*ENTRIES SHOWN*.
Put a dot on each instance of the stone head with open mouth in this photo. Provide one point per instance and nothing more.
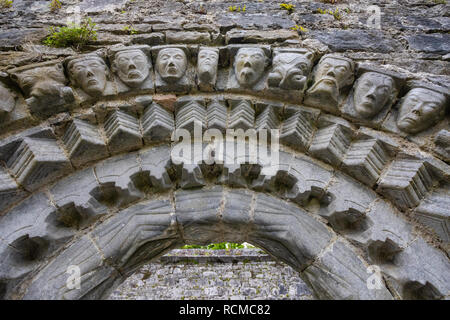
(249, 65)
(171, 64)
(421, 108)
(90, 73)
(132, 65)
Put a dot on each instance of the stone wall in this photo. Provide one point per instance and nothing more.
(361, 187)
(219, 275)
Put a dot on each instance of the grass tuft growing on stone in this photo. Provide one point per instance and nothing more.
(5, 4)
(72, 36)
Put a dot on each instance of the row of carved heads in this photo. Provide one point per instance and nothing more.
(331, 80)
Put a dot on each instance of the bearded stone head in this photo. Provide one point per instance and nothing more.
(420, 109)
(249, 65)
(171, 64)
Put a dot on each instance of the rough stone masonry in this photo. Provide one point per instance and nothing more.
(362, 188)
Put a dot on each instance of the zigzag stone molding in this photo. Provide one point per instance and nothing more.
(85, 161)
(111, 218)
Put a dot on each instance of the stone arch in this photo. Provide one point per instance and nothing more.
(356, 193)
(327, 226)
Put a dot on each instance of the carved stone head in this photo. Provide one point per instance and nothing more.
(7, 100)
(207, 62)
(90, 73)
(290, 70)
(131, 65)
(171, 64)
(45, 86)
(421, 108)
(333, 73)
(372, 92)
(249, 65)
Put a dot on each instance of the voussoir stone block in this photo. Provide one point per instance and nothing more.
(282, 227)
(434, 212)
(51, 282)
(84, 143)
(9, 190)
(349, 202)
(341, 274)
(406, 182)
(29, 233)
(123, 132)
(331, 143)
(155, 164)
(365, 160)
(115, 176)
(157, 124)
(420, 272)
(74, 198)
(37, 162)
(298, 130)
(147, 228)
(198, 214)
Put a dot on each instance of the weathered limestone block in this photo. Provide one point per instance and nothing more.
(216, 115)
(298, 129)
(9, 190)
(190, 112)
(51, 282)
(242, 115)
(7, 101)
(259, 36)
(280, 227)
(349, 201)
(198, 214)
(146, 229)
(442, 144)
(373, 94)
(155, 162)
(386, 236)
(332, 76)
(267, 120)
(421, 108)
(188, 37)
(10, 144)
(36, 162)
(133, 67)
(434, 212)
(123, 132)
(73, 197)
(340, 274)
(172, 69)
(84, 143)
(249, 65)
(90, 76)
(157, 123)
(236, 214)
(406, 182)
(330, 143)
(207, 63)
(116, 180)
(420, 272)
(44, 85)
(290, 70)
(29, 233)
(365, 159)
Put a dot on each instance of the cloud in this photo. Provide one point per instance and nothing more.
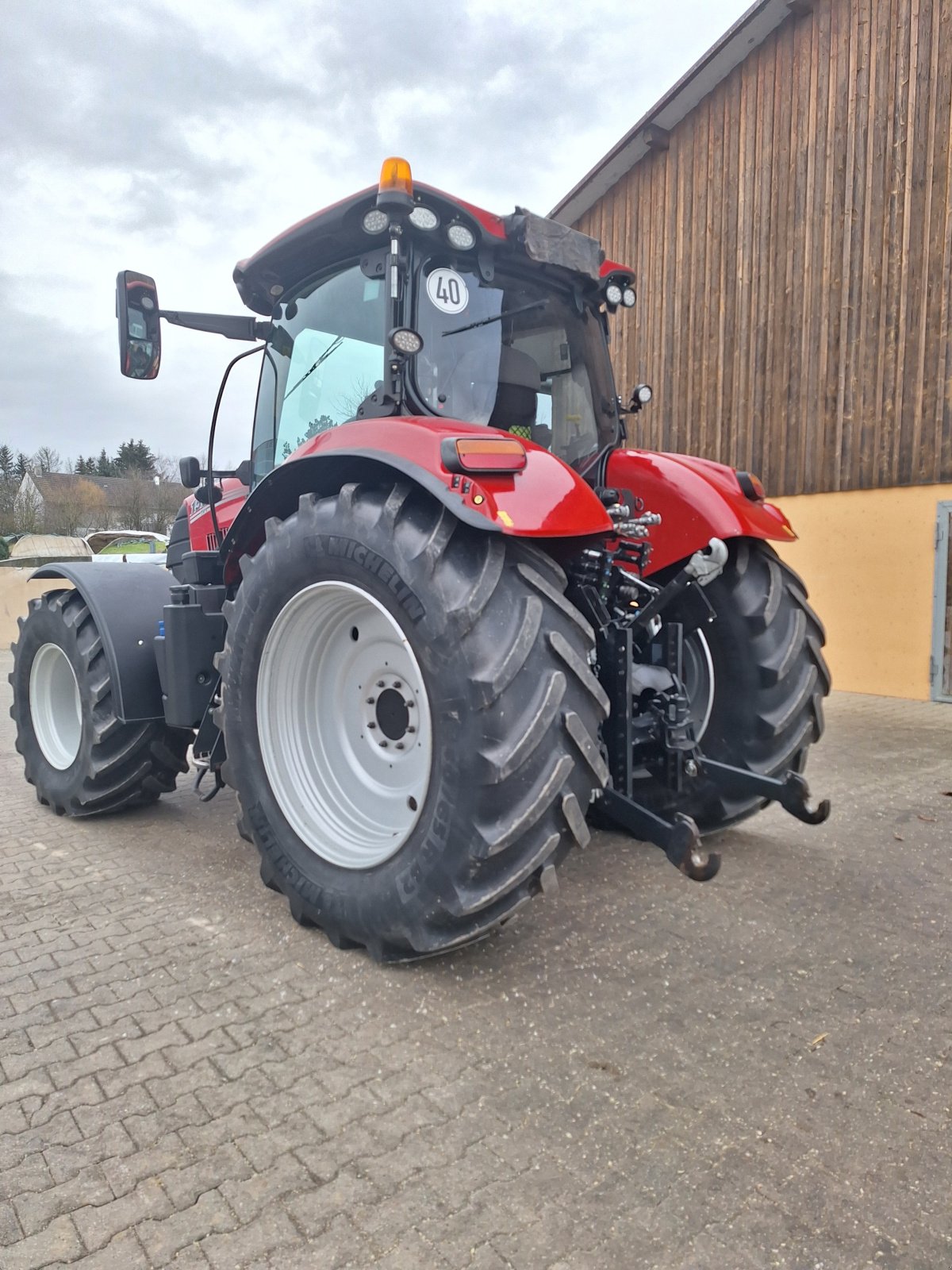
(178, 137)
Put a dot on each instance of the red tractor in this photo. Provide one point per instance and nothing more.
(443, 616)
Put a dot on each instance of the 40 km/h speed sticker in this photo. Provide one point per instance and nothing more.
(447, 291)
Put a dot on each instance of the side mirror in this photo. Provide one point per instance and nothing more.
(140, 337)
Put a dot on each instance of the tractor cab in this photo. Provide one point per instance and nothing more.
(404, 302)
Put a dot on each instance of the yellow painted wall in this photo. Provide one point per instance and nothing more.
(867, 558)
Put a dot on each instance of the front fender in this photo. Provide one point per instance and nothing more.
(126, 606)
(697, 499)
(545, 501)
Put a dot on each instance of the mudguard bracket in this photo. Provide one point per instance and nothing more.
(679, 837)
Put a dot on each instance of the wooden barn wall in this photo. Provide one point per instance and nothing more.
(793, 254)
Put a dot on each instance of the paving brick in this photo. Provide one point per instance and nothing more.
(314, 1210)
(10, 1229)
(163, 1240)
(16, 1066)
(255, 1194)
(184, 1183)
(98, 1226)
(108, 1141)
(264, 1237)
(126, 1172)
(37, 1210)
(169, 1034)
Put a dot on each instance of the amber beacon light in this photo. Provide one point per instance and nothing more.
(397, 183)
(482, 455)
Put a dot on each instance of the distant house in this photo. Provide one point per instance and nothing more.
(63, 503)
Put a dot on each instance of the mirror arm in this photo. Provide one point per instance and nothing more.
(220, 324)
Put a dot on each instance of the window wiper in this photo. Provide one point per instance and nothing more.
(507, 313)
(332, 348)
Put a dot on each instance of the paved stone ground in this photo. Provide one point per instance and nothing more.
(641, 1072)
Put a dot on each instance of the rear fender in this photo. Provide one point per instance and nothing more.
(127, 606)
(545, 501)
(697, 499)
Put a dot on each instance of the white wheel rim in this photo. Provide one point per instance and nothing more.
(55, 706)
(344, 724)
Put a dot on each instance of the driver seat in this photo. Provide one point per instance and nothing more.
(520, 380)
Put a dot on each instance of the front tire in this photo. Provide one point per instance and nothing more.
(359, 615)
(80, 757)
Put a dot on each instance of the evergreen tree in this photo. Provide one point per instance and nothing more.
(135, 456)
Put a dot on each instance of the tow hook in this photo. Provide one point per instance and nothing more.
(791, 791)
(679, 837)
(200, 776)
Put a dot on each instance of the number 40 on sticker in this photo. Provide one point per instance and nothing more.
(447, 291)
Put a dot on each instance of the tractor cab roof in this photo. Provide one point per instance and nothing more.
(340, 233)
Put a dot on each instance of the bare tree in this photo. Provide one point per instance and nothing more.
(79, 506)
(135, 501)
(167, 469)
(48, 460)
(29, 508)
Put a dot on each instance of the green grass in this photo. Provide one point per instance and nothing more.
(129, 548)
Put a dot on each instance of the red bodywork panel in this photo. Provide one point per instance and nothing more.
(696, 499)
(200, 518)
(543, 501)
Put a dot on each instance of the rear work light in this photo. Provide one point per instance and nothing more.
(482, 455)
(752, 487)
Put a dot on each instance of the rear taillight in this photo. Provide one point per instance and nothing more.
(752, 488)
(482, 455)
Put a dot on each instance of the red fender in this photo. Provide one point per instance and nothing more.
(543, 501)
(696, 499)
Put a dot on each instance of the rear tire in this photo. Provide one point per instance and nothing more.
(770, 679)
(80, 757)
(482, 643)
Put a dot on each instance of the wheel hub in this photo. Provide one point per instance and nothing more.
(55, 706)
(391, 713)
(344, 724)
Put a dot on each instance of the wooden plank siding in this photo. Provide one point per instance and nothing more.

*REQUIRED ACTION*.
Each line above is to be copied verbatim. Drop any image from the copy.

*FINISHED EXERCISE*.
Put a dot on each instance of the stone head with open mouth in this photo. Provide one point per instance and nothing more.
(249, 65)
(171, 64)
(421, 108)
(90, 73)
(132, 65)
Put a dot on each instance of the stone wall in this photo. Provide one point per instance and nothing more.
(361, 187)
(219, 275)
Put a dot on each instance of the grass tuft growing on stone in this photo. Provide one point per instance and nothing more.
(5, 4)
(72, 36)
Put a dot on each instance of the row of carved heads in this photo. Provide one point per instance and nothing more.
(331, 80)
Put a dot on each instance of the bearded stone head in this photo. Provide one point per instance and nothing more.
(420, 109)
(249, 65)
(171, 64)
Put a dot on each instance of the rough stone masonry in this photo. Provide one point per instance and nothing more.
(362, 188)
Put a dot on each instance of the zigzag stone molding in this photo. Provide one point per instance and nothing more.
(85, 161)
(111, 218)
Put a dot on each instance of the stone arch in this photo. Provide one point per instance and nothing more.
(356, 193)
(327, 226)
Put a dot on each instance of the carved stone head in this photo. Provide one point per instance and nothing more.
(7, 100)
(207, 62)
(90, 73)
(290, 70)
(131, 65)
(171, 64)
(45, 86)
(421, 108)
(333, 73)
(372, 92)
(249, 65)
Put a dot on each instance of the voussoir stone block in this photo. Provide one point per instance and nothing more.
(282, 227)
(434, 212)
(51, 282)
(84, 143)
(9, 190)
(349, 202)
(341, 274)
(406, 182)
(29, 233)
(123, 132)
(331, 143)
(155, 164)
(365, 160)
(115, 176)
(157, 124)
(420, 272)
(74, 198)
(37, 162)
(298, 130)
(147, 228)
(198, 214)
Put a dot on each instance of the weathered limestone block in this photo. Provide one point per instance and nothing more.
(216, 115)
(298, 129)
(9, 190)
(190, 112)
(51, 282)
(242, 115)
(7, 101)
(259, 36)
(280, 227)
(349, 201)
(198, 214)
(146, 229)
(442, 144)
(373, 94)
(155, 162)
(386, 236)
(332, 76)
(267, 120)
(421, 108)
(188, 37)
(10, 144)
(36, 162)
(133, 67)
(434, 212)
(123, 132)
(73, 197)
(340, 274)
(172, 69)
(84, 143)
(249, 65)
(90, 76)
(157, 123)
(236, 214)
(406, 182)
(330, 143)
(207, 63)
(116, 180)
(420, 272)
(44, 85)
(290, 70)
(29, 233)
(365, 159)
Put a dot on each instance of the cloud in this photo. Provide one point per instance and nothing more.
(178, 137)
Put a dot on each instance of the red tractor in this photo. Provide one point per instance and nothing more.
(443, 616)
Put a dot on each instance of the 40 km/h speed sticker in this photo. Provide one point per instance and nothing more.
(447, 291)
Put a dot on each instance of the side mirror in this photo. Provide one point per instance and nothing more.
(140, 337)
Put a dot on each instance of the tractor cab in this photo. Provide one point per instance and nothing more.
(404, 302)
Put a dot on each instance of the yellow painted wall in this photo. Provide one point per instance and nothing more.
(867, 558)
Put a dot on each instance of the front fender in this photo. Provide one point per instance and nothing more.
(126, 606)
(697, 499)
(545, 501)
Put a dot on each instance of the mudguard bracket in this photo. Provide one point per instance and nothing more.
(679, 837)
Put a dot on each instance of the wooden barn wall in this photo. Provide one point per instance and nothing more.
(793, 254)
Put a dot on each instance of the paving brick in this photo. Provide one point per instance and nothing more.
(314, 1210)
(10, 1229)
(163, 1240)
(16, 1066)
(255, 1194)
(184, 1183)
(98, 1226)
(108, 1141)
(264, 1237)
(126, 1172)
(37, 1210)
(169, 1034)
Put a dot on each instance of the amber beacon light in this photo. Provide one point per instance and nothing more.
(397, 183)
(482, 455)
Put a dot on each instance of the distant house in this photo. Provide one point per instance and nothing more.
(63, 503)
Put a dot on each instance of the mirror arm in this photo. Provide one point per instance and nothing more.
(220, 324)
Put a dot on each instance of the window wiper in this photo. Provide one point per instance and nothing more.
(507, 313)
(332, 348)
Put a dot on each instance of the paved stone ground in this photo. Provide one point per instance and nothing more.
(641, 1072)
Put a dot on each instance of the rear fender in this photo. Provide one point per instance and nothing more.
(127, 606)
(545, 501)
(697, 499)
Put a dot on each instance of the white wheel rim in this photo. Provide one point per instance and nothing more.
(55, 706)
(344, 724)
Put a dot on each instance of the driver seat in this photo. Provide one point per instance and nothing more.
(520, 380)
Put a dot on each instance of the front tire in this photo. Provide one point per instance and nothing more.
(359, 615)
(80, 757)
Put a dot on each instance of the evergreen tree in this photo. Provide one point per instance and nothing more.
(135, 456)
Put a dot on each instance of the tow hook in this photo. Provide one point per instance and nothing more.
(791, 791)
(679, 837)
(200, 776)
Put a dot on each instance of the number 40 on sticker in this photo. Provide one point per instance and nothing more.
(447, 291)
Put a dot on each instance of the tractor cab roof in this photo. Provide one point per instance and nothing more.
(340, 233)
Put a dot on each instance of the bare tree in this photo. Provide one point per instance and nothing more.
(79, 506)
(135, 501)
(167, 469)
(48, 460)
(29, 508)
Put a dot on each instance of the green grass in this photo. Provide one point per instance and nothing more.
(129, 548)
Put a dot on each instance of the red bodywork panel in this photo. Provide one point per instance and nothing more.
(696, 499)
(200, 518)
(543, 501)
Put a dot on each instance of the rear work light in this photo. Provide one point per instance and nothing more.
(482, 455)
(752, 487)
Put a dot on each instance of the rear taillight in this photo. Provide one point per instance and nothing more.
(752, 488)
(482, 455)
Put a dot on each instance of the red fender in this photo. Provide one point per instance and nothing more.
(543, 501)
(696, 499)
Put a dot on each instance of the rear tire in this photo. Provide one point per instance and nothing more.
(770, 679)
(80, 757)
(482, 643)
Put a dot on each instance of the wheel hub in this photo. Provide one point per instance and nothing more.
(55, 706)
(391, 713)
(344, 724)
Put a dot on each instance of the wooden plank siding in this photo. Provide one point per instance and nothing more.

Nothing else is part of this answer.